GOAL. Exactly reproduce the lines that follow.

[Location annotation dataset excerpts]
-- Start --
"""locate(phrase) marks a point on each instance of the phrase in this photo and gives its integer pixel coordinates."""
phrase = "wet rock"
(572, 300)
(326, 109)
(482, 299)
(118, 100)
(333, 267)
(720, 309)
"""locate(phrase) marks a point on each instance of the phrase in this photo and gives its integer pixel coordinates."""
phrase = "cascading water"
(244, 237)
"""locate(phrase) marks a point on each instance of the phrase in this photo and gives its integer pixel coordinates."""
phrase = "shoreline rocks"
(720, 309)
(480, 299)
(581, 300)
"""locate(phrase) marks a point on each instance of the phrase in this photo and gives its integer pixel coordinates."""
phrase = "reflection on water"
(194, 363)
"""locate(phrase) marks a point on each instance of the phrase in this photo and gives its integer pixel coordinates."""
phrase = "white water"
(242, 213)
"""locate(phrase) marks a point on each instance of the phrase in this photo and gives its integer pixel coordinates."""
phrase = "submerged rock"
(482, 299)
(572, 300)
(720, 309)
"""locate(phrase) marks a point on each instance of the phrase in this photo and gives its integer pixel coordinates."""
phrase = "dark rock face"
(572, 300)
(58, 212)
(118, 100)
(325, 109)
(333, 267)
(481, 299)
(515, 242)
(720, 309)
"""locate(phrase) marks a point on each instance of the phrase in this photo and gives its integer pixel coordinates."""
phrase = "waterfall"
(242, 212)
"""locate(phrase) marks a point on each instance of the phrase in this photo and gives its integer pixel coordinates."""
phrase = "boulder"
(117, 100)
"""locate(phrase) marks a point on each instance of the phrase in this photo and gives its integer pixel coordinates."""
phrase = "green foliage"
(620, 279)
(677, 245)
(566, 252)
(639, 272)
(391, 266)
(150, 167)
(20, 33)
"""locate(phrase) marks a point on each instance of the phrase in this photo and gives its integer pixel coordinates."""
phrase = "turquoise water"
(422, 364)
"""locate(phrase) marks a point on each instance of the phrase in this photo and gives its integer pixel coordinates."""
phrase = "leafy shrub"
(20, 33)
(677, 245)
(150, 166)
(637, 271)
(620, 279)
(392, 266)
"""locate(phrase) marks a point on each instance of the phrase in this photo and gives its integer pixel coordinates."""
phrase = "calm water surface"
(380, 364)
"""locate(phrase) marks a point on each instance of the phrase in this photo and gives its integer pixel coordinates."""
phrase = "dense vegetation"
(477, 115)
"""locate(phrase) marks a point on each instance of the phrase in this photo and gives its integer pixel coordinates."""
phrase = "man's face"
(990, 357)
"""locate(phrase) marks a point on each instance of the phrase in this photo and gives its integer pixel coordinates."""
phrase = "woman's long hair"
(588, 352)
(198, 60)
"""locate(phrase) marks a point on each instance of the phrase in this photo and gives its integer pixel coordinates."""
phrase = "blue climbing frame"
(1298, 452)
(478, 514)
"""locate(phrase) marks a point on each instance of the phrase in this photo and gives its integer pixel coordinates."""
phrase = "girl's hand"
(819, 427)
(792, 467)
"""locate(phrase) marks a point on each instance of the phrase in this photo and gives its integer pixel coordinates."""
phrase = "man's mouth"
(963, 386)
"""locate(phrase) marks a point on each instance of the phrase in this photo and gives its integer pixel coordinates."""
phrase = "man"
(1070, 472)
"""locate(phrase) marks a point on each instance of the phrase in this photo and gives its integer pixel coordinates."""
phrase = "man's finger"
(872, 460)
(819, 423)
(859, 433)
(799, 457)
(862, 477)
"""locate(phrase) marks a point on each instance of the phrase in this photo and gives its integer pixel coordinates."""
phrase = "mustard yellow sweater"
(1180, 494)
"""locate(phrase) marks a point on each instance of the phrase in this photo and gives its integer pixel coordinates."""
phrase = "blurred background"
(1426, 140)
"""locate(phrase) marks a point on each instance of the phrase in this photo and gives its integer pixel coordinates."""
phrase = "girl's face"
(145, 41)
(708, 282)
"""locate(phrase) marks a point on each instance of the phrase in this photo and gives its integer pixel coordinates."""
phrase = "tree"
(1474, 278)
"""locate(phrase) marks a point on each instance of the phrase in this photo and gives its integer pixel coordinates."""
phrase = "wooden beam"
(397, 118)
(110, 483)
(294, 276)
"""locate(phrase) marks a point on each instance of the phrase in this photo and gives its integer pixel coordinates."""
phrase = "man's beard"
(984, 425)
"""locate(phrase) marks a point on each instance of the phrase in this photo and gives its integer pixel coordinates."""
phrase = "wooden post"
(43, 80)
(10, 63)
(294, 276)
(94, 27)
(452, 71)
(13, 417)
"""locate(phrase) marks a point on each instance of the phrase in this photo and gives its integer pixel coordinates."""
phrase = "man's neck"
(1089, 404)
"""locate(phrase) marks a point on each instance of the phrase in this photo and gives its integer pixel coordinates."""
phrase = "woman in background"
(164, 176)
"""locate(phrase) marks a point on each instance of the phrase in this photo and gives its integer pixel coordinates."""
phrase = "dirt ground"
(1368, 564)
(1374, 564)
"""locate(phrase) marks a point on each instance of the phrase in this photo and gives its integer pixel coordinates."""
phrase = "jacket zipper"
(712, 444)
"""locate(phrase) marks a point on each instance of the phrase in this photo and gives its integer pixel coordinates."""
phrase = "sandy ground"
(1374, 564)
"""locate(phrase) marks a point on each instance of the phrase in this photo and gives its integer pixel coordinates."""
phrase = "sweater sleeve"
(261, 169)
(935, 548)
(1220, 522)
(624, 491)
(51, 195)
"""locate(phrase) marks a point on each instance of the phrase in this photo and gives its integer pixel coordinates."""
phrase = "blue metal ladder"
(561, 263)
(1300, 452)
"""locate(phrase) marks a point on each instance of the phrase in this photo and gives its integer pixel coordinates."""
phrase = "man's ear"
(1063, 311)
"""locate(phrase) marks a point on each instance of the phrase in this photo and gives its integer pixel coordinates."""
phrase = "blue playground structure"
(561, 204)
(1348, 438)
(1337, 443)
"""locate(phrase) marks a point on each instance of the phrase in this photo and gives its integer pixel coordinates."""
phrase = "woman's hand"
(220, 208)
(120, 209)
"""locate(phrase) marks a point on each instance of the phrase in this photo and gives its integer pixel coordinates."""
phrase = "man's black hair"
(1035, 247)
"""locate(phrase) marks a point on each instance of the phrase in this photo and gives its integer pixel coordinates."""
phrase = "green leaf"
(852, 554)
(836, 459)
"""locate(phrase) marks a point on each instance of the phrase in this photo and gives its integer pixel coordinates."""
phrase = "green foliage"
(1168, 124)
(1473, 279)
-- End --
SOLUTION.
"""locate(phrase) marks a point on each instance of the phrase in this photo and gives its integer pixel coordinates."""
phrase = "wet rock"
(572, 300)
(326, 109)
(482, 299)
(118, 100)
(333, 267)
(720, 309)
"""locate(phrase) marks a point on each instance of the phrase in this photo and gives its integer pixel coordinates."""
phrase = "cascading water"
(244, 237)
"""locate(phrase) marks a point on each instance of the phrase in this photo and gives its integer pixel coordinates."""
phrase = "shoreline rocks"
(720, 309)
(480, 299)
(581, 300)
"""locate(phrase) marks a point on each instance of the phrase in this photo and gives its integer pixel coordinates."""
phrase = "reflection on water"
(194, 363)
"""locate(phrase) marks a point on each instance of the phrase in this photo and gives its integer pixel coordinates."""
phrase = "white water"
(242, 213)
"""locate(phrase) marks a point on each instance of the phrase in this photo and gives its integer pixel coordinates."""
phrase = "submerged rock"
(482, 299)
(572, 300)
(720, 309)
"""locate(phrase) marks a point on each instance of the phrase in this photo and gives its integer pixel coordinates."""
phrase = "dark rock face"
(572, 300)
(58, 212)
(118, 100)
(325, 109)
(333, 267)
(481, 299)
(515, 242)
(720, 309)
"""locate(phrase) marks a point on each instance of the phrase in this photo and gives its integer pixel coordinates."""
phrase = "waterfall"
(242, 212)
"""locate(phrase) marks a point on each instance of the phrase in this photo and gives its integer pixel coordinates."""
phrase = "boulder"
(117, 100)
"""locate(phrase) marks a point on each instance of the phrase in this photo and gives its integer pixel coordinates."""
phrase = "green foliage"
(620, 279)
(677, 245)
(566, 252)
(639, 272)
(391, 266)
(150, 167)
(20, 33)
"""locate(phrase) marks a point on each instance of the phrase in this photo and gives its integer pixel coordinates."""
phrase = "turquoise water"
(422, 364)
"""locate(phrase) marks a point on each instance of the phrase in this photo and gives its integer pixel coordinates."""
phrase = "leafy shrub"
(20, 33)
(677, 245)
(150, 166)
(637, 271)
(620, 279)
(392, 266)
"""locate(phrase) marks a point on each instance of the phrase in this photo and gives its integer pixel coordinates."""
phrase = "calm water surface"
(380, 364)
"""locate(phrase) marks a point on each instance of the phrase in this photo and gives its integer pixel coordinates."""
phrase = "dense vegetation"
(477, 115)
"""locate(phrase) marks a point on each instance of the phrase in this photo and gives its integer pixel coordinates."""
phrase = "man's face"
(990, 357)
"""locate(phrase) marks a point on each instance of the phrase in this photo and gives its integer pixel coordinates."""
phrase = "woman's long hair"
(588, 352)
(198, 60)
"""locate(phrase) marks a point on each instance of the phrase in this photo and gives its integer pixel coordinates."""
phrase = "blue climbing frame"
(1298, 452)
(478, 514)
"""locate(phrase) marks a point on each instance of the phrase in this photo and gives its integer pixel coordinates."""
phrase = "girl's hand"
(819, 427)
(792, 467)
"""locate(phrase) marks a point on each instance of the phrase in this photo and gives its integer pixel coordinates."""
phrase = "man's mouth"
(963, 386)
"""locate(phrase) marks a point on each instance of the phrase in this photo and gives its integer pixel coordinates."""
phrase = "man"
(1070, 472)
"""locate(phrase) marks a point on each instance of the phrase in this photo and gives its integer pixel coordinates."""
phrase = "man's finger"
(872, 460)
(819, 423)
(859, 433)
(799, 457)
(862, 477)
"""locate(phrase) marks a point on each instance of the phrase in this photo and gives its integer pixel coordinates."""
phrase = "mustard yellow sweater"
(1180, 494)
"""locate(phrase) marks a point on each instance of the phrase in this photo and gives its integer pixel coordinates."""
phrase = "blurred background"
(1426, 140)
"""locate(phrase) marks a point on each instance of the phrase in this photo and gives its integer pixel coordinates."""
phrase = "girl's face"
(145, 41)
(708, 282)
"""locate(phrase) marks a point on each instance of the phrase in this photo and gives its integer pixel coordinates."""
phrase = "tree"
(1474, 278)
"""locate(phrase) marks a point on each instance of the phrase in this photo and gives its integer pixel coordinates."""
phrase = "wooden beam"
(397, 118)
(110, 483)
(294, 276)
"""locate(phrase) marks a point on each instance of the phrase in this photo and gives its integer pixel coordinates."""
phrase = "man's beard"
(984, 425)
"""locate(phrase) marks a point on each instance of the phrase in this photo and gives its integer pixel coordinates."""
phrase = "wooden post"
(43, 80)
(10, 63)
(294, 276)
(94, 27)
(452, 71)
(13, 417)
"""locate(phrase) marks a point on each instance of the phrase in this photo and gives its integer pixel coordinates."""
phrase = "man's neck"
(1089, 404)
"""locate(phrase) marks a point on each instance of the phrase in this photo and gives its integer pixel coordinates."""
phrase = "woman in background"
(164, 176)
"""locate(phrase) marks a point on each instance of the phrase in this photo and gives its integer pixel coordinates."""
phrase = "dirt ground"
(1368, 564)
(1374, 564)
"""locate(phrase) marks a point on each instance of the phrase in this photo and gives its integer pixel coordinates."""
phrase = "jacket zipper"
(712, 444)
"""locate(phrase) marks a point on each instance of the phrase in this photo and gives its integer pixel coordinates."""
phrase = "sandy ground"
(1374, 564)
"""locate(phrase) marks a point on each instance of the phrase in this photo and gives its integer pixel coordinates."""
phrase = "sweater sleeve"
(261, 169)
(935, 548)
(1220, 522)
(624, 491)
(51, 195)
"""locate(phrase) marks a point on each instance of the phrase in this photo and gives its integer pixel coordinates."""
phrase = "blue metal ladder"
(561, 263)
(1300, 452)
"""locate(phrase) marks a point on each instance of the phrase in this photo and gives its integer pixel coordinates."""
phrase = "man's ear"
(1063, 311)
"""locate(phrase) marks a point on each instance of the phrase in this photo and gives its integer pixel coordinates."""
phrase = "blue playground structure"
(561, 204)
(1348, 438)
(1337, 443)
"""locate(phrase) marks a point on each instance of the phrase in this photo and gives its integer pixel coordinates."""
phrase = "woman's hand"
(220, 208)
(120, 209)
"""locate(phrase) marks a point on each instance of the phrase in this photo and gives its integer pixel coordinates."""
phrase = "man's black hair"
(1035, 247)
"""locate(phrase) marks a point on each instance of the phrase in this photo and gives its integer pixel coordinates."""
phrase = "green leaf"
(852, 554)
(836, 459)
"""locate(phrase) marks a point on each instance of the phrase in this photo and gives its integer pixel coordinates."""
phrase = "green foliage"
(1168, 124)
(1473, 279)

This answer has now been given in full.